(Natural-language object grounding data)
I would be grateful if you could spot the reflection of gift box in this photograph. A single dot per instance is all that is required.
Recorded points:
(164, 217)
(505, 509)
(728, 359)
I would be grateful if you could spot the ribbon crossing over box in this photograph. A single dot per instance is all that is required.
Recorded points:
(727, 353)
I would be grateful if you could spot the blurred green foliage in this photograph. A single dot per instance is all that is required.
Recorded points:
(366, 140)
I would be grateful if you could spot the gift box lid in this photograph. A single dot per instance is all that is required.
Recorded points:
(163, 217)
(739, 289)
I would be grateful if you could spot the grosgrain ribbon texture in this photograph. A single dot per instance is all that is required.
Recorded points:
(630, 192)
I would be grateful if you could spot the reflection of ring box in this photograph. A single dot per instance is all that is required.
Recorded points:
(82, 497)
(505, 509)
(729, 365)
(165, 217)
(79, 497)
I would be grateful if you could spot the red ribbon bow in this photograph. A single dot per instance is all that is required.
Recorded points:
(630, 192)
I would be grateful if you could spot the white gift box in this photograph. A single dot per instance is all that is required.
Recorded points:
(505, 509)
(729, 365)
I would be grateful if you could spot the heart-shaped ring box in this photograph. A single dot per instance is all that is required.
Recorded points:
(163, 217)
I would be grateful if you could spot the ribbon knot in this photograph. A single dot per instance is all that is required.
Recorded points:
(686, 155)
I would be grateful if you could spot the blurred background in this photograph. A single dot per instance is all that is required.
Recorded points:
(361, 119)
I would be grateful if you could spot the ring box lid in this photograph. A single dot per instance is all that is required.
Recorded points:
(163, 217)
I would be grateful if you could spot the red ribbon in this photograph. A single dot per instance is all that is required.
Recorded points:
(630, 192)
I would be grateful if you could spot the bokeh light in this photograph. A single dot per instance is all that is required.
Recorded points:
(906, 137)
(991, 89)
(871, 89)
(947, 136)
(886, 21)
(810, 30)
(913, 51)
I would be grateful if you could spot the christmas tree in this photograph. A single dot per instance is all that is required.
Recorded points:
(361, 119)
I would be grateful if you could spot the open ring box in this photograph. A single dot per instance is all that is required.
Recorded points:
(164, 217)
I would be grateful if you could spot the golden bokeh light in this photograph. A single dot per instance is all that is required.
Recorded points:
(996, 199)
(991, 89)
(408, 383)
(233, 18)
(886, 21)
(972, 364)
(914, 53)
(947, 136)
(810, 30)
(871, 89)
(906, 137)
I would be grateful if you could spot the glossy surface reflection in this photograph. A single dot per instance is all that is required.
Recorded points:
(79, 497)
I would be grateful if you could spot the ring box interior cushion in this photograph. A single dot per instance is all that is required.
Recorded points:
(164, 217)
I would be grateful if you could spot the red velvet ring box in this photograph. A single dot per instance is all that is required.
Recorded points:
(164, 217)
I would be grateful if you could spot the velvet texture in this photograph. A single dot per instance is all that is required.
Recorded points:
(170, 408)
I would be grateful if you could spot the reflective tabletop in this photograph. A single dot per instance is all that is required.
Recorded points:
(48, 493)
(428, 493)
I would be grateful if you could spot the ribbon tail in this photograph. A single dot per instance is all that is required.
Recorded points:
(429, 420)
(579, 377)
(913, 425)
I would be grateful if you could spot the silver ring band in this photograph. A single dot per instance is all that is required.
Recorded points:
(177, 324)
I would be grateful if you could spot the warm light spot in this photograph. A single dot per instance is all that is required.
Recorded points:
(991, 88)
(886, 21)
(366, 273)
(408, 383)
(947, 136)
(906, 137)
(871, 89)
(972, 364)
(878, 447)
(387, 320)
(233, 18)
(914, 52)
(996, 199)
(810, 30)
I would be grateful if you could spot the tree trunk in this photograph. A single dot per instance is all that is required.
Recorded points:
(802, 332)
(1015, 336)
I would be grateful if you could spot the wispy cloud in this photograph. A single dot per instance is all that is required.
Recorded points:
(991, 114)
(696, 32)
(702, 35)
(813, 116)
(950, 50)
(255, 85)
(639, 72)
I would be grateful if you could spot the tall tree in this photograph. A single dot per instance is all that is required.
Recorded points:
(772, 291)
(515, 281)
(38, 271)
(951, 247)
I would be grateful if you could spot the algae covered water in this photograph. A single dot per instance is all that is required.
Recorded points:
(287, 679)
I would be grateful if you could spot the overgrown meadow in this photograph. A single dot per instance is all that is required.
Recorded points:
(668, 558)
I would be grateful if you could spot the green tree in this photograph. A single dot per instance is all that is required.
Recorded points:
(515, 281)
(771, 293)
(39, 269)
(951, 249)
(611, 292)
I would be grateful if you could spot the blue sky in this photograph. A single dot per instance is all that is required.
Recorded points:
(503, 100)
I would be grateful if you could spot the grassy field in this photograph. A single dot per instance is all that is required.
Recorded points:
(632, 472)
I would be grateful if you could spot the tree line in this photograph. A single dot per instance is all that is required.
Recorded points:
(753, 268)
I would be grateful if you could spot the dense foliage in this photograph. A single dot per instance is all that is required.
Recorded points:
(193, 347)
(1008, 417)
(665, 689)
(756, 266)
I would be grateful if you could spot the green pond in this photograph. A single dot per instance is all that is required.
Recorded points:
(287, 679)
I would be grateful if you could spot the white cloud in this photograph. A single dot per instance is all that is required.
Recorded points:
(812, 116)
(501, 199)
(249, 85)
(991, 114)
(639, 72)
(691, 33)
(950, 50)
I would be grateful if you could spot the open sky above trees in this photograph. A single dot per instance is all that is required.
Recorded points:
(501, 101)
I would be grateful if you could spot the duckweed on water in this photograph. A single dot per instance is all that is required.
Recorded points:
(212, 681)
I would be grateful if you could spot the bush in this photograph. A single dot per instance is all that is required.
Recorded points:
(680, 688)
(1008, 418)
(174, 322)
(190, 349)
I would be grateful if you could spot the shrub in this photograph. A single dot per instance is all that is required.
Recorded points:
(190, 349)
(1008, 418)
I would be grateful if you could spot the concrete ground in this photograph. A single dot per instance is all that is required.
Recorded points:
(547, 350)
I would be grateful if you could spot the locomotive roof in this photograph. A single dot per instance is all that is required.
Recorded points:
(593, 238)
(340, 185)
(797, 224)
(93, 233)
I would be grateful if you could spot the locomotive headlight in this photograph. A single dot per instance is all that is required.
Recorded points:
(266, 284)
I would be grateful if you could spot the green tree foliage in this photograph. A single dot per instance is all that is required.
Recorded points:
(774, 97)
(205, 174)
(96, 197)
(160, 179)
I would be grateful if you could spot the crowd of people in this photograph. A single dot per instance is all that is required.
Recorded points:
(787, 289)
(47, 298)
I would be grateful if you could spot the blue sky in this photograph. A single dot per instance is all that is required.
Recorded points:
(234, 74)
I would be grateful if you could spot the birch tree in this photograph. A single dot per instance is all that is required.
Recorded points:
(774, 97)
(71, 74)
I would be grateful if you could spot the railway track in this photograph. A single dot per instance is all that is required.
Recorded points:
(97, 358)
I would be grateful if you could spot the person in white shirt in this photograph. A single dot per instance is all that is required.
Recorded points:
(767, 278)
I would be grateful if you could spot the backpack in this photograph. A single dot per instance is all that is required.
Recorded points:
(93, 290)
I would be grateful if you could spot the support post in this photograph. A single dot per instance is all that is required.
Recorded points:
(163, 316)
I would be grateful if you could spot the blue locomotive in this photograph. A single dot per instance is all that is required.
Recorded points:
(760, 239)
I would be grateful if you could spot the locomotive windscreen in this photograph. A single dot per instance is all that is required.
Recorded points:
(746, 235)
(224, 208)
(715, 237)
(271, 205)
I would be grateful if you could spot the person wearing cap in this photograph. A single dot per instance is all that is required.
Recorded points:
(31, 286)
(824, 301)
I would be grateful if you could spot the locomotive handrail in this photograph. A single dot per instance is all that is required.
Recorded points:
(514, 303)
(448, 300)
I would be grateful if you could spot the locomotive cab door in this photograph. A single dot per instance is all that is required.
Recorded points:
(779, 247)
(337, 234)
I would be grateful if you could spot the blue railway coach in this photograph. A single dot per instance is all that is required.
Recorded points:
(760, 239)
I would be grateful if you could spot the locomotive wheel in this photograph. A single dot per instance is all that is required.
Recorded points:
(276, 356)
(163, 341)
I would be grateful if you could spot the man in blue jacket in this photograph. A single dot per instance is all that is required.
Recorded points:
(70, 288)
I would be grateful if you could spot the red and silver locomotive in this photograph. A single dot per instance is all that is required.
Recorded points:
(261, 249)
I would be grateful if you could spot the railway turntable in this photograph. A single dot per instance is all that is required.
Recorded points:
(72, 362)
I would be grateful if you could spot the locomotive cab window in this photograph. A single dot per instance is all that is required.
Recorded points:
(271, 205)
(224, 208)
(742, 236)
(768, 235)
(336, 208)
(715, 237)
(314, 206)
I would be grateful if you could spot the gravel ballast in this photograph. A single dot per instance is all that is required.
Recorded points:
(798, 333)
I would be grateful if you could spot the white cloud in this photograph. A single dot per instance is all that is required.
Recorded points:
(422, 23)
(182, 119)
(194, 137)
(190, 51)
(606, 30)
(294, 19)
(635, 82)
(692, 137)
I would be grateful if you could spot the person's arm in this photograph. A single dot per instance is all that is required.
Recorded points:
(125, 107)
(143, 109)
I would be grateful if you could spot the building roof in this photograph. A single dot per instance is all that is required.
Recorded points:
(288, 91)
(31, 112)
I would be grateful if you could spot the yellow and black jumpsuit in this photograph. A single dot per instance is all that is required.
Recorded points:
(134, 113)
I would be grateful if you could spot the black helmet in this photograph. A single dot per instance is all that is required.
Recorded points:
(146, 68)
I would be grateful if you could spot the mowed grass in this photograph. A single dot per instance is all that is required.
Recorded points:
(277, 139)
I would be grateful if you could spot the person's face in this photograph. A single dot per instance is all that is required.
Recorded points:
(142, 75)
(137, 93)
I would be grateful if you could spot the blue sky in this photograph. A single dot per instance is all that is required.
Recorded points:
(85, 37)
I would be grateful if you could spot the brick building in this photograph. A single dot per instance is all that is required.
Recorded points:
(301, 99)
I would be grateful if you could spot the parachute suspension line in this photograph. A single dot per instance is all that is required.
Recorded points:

## [BRIEF]
Count the lines in the entries that hold the word "green", and give nothing but the total.

## [SOLVED PROBLEM]
4